**Provided records**
************

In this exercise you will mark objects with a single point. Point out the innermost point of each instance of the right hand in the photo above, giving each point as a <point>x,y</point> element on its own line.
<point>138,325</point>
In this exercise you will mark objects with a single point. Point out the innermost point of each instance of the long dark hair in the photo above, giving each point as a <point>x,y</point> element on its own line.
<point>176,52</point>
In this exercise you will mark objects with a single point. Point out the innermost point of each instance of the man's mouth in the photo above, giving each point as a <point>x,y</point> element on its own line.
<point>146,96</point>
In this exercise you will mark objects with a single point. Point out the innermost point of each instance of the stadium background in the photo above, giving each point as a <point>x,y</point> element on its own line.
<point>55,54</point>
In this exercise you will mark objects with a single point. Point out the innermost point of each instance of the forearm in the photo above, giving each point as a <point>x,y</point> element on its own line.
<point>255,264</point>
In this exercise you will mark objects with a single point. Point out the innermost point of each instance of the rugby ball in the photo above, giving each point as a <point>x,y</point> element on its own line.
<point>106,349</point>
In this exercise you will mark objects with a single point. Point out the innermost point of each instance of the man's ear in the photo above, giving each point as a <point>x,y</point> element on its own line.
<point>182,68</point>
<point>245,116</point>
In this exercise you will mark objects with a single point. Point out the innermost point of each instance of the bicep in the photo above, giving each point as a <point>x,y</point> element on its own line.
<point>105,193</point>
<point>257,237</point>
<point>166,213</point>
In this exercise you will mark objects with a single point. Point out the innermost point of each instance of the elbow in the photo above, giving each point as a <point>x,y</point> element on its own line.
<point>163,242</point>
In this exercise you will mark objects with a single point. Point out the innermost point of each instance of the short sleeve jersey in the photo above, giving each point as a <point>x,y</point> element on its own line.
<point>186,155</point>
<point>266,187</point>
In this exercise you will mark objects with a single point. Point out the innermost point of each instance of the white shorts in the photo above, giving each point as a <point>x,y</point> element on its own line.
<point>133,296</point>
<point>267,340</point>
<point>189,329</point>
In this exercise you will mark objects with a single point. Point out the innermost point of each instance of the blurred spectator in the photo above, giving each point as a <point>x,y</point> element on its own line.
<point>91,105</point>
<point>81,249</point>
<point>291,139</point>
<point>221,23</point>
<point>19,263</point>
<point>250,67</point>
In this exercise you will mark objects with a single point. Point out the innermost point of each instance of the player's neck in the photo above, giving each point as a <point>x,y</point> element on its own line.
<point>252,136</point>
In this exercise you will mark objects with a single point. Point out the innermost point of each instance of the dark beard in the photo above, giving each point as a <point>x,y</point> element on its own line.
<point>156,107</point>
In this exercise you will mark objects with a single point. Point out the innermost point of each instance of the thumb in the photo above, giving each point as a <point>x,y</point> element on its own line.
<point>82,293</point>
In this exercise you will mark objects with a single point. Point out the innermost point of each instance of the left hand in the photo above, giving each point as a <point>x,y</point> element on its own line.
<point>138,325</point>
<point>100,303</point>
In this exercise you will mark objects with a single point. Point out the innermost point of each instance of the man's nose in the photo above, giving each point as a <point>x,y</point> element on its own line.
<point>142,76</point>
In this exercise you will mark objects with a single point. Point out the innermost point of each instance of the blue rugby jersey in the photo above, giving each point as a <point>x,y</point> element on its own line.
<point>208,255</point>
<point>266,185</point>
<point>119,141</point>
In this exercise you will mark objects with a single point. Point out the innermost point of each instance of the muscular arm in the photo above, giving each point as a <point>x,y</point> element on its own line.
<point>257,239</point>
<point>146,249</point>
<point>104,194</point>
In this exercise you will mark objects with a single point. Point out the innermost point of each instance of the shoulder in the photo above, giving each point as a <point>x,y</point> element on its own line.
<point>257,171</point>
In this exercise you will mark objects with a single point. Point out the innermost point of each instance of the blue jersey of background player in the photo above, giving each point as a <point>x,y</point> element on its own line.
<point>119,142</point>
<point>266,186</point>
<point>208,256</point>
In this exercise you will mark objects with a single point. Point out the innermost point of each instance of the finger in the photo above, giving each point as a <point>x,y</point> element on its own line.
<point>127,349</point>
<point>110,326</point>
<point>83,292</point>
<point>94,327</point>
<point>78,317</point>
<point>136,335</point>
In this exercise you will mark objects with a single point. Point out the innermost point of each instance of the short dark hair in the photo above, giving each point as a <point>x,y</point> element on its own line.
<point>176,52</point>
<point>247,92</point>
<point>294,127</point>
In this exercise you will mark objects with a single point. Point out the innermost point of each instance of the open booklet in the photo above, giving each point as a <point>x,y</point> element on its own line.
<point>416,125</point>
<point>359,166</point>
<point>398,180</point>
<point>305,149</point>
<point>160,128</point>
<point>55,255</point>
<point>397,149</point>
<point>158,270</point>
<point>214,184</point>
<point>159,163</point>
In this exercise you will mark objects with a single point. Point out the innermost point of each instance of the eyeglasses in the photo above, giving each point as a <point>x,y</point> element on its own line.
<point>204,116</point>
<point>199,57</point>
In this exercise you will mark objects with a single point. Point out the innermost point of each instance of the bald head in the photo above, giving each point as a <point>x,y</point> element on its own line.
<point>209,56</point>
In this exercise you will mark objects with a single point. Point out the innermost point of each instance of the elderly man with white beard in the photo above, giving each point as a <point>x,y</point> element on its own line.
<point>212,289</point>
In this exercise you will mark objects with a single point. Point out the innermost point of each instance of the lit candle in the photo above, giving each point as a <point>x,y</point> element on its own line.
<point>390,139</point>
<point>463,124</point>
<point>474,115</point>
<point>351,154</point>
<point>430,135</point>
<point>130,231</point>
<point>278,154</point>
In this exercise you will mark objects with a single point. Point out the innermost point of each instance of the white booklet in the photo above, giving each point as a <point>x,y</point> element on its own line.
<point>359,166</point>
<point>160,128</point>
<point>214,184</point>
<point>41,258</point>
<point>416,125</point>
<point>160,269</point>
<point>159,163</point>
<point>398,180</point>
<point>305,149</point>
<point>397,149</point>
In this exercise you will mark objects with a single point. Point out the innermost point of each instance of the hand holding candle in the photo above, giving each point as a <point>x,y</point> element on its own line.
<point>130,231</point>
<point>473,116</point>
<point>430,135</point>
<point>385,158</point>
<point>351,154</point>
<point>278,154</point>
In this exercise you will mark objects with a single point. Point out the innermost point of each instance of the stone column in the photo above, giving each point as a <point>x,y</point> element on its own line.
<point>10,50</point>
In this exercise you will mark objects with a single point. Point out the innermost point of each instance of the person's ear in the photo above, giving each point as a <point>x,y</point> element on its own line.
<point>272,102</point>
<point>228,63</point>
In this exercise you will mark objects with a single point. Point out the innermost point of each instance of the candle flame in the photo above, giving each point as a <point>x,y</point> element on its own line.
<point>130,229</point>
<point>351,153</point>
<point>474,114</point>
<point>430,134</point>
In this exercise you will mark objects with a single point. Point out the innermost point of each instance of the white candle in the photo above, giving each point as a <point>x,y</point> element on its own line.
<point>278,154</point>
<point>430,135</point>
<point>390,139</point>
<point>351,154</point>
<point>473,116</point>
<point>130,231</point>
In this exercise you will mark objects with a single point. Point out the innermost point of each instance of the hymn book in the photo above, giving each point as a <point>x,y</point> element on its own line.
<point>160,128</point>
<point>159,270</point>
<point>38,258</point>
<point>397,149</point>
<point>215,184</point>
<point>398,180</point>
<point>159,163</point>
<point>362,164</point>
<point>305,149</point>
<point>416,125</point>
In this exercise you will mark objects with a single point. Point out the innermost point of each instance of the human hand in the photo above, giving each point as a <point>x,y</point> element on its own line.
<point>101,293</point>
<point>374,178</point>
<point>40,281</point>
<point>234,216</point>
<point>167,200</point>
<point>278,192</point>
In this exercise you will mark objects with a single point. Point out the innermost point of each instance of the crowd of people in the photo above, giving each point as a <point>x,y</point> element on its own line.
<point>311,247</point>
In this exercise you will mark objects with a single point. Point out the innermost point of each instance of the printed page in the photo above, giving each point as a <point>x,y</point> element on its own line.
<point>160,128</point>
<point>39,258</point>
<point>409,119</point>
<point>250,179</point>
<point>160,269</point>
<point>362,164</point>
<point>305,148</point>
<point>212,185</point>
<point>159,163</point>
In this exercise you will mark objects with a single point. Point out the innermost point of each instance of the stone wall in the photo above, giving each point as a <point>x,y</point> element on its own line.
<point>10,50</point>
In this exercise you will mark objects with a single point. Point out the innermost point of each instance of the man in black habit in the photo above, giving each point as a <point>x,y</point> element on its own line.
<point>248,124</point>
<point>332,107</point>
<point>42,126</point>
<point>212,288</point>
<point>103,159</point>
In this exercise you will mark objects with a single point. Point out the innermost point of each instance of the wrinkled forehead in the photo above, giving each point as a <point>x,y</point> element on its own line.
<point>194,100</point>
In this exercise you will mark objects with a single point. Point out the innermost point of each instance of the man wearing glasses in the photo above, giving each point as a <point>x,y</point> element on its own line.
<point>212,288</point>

************

**Work instruction**
Set the lines down exactly as they stand, beginning at the one that contains "of the crowd" and stopping after the last line of the entries above.

**Task output**
In this exercise you will mark objects with a single point. Point out the innermost point of each instance of the crowd of people in the photo above, giving each point as a <point>x,y</point> element on its own line.
<point>311,247</point>
In this exercise you will mark objects with a single point. Point out the innermost point of each instance of the printed page in the photo above, giving each point as a <point>x,y</point> element on its own line.
<point>160,128</point>
<point>39,258</point>
<point>409,119</point>
<point>250,179</point>
<point>160,269</point>
<point>362,164</point>
<point>305,148</point>
<point>212,185</point>
<point>159,163</point>
In this exercise you will mark objects with a single point. Point out the innermost point of each instance of the stone wall in the photo above, giving each point as a <point>x,y</point> element on its own line.
<point>10,50</point>
In this exercise you will mark objects with a single point. Point out the innermost point of each instance of the man in black habit in the photo above, giving each point as a <point>x,y</point> element on its own line.
<point>248,124</point>
<point>332,107</point>
<point>42,126</point>
<point>212,288</point>
<point>103,159</point>
In this exercise you will mark objects with a single point. Point out the innermost point of each instance of the wrinkled forehead in the photo above, giving each point as a <point>x,y</point> element on its own line.
<point>194,100</point>
In this exercise you will mark objects with a single point. Point out the innermost point of each instance of the man wearing glasses in the photo above, giving each point as a <point>x,y</point> element on its own line.
<point>212,288</point>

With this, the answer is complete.